▸ **Rows**:
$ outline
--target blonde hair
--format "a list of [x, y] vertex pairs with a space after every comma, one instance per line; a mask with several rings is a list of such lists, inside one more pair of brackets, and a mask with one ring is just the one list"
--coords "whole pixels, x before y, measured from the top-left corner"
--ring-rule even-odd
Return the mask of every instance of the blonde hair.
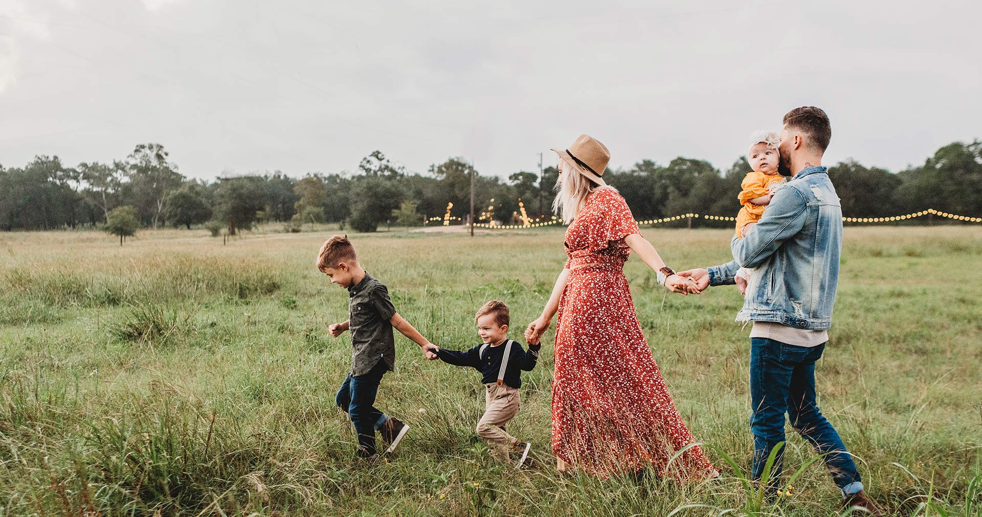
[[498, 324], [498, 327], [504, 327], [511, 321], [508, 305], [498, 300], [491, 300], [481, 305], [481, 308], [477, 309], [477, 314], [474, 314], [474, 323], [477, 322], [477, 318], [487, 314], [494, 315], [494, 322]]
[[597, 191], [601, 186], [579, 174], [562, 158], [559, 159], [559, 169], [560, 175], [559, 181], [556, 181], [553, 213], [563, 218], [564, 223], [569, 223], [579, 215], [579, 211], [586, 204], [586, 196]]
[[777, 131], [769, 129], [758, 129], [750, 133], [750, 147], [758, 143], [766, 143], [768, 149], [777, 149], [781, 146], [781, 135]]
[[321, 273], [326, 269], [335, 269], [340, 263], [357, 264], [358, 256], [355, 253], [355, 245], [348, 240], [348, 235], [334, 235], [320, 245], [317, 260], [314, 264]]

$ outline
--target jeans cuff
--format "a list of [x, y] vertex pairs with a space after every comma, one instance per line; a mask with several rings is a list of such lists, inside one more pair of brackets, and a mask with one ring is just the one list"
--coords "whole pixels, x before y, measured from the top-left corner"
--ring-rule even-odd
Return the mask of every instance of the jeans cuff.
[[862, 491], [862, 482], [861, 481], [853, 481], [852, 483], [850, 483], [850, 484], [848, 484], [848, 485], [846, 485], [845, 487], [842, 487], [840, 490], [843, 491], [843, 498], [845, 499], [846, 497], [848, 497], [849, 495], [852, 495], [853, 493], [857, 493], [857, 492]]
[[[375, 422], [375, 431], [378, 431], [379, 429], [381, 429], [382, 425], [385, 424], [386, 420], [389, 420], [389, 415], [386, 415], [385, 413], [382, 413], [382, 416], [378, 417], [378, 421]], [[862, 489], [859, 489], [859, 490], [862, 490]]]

==

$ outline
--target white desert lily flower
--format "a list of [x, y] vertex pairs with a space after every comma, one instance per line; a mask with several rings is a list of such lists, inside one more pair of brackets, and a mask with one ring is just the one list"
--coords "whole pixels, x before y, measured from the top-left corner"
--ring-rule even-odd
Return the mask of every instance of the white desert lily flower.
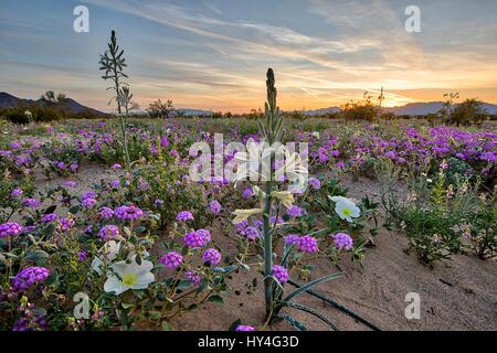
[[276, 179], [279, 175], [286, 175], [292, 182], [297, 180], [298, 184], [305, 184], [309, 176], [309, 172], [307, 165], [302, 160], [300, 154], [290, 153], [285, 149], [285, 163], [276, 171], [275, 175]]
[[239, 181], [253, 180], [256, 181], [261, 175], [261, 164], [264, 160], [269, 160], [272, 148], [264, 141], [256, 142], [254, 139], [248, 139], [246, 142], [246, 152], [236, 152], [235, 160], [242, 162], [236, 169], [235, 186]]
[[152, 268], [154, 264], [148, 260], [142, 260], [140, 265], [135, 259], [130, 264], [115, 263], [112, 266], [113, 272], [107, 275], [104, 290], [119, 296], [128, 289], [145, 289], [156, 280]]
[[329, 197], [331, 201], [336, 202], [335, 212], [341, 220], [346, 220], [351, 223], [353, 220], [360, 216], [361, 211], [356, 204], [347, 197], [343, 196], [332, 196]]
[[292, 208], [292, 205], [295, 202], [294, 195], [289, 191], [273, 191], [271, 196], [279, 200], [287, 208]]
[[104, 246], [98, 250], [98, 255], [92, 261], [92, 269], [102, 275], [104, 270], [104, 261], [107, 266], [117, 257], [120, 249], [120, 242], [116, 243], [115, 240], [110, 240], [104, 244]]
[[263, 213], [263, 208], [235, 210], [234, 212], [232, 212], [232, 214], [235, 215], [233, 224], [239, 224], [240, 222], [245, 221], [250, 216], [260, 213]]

* * *

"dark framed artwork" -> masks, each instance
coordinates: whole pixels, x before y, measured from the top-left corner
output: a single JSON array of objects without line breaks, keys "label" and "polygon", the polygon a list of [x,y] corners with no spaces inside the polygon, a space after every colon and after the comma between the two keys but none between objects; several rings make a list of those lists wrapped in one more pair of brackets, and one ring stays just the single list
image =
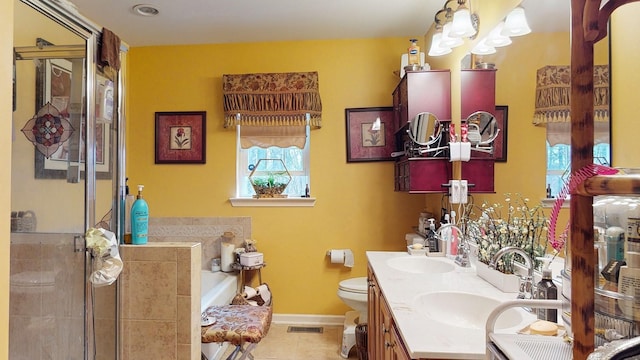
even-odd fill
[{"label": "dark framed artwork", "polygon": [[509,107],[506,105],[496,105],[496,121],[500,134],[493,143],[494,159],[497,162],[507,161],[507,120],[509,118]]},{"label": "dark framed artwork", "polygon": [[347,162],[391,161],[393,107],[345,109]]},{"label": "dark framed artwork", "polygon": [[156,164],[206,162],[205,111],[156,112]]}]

▸ **Given instruction**: Turn the part of the items that opens with the line containing "masks, each instance" and closes with the line containing "coordinates: whole pixels, x" into a Markdown table with the columns Row and Text, leaving out any blank lines.

▸ **The solution**:
| Row | Text |
|---|---|
| 1 | "dark framed artwork" -> masks, each instance |
| 2 | coordinates: whole pixels, x before y, measured from the top-left corner |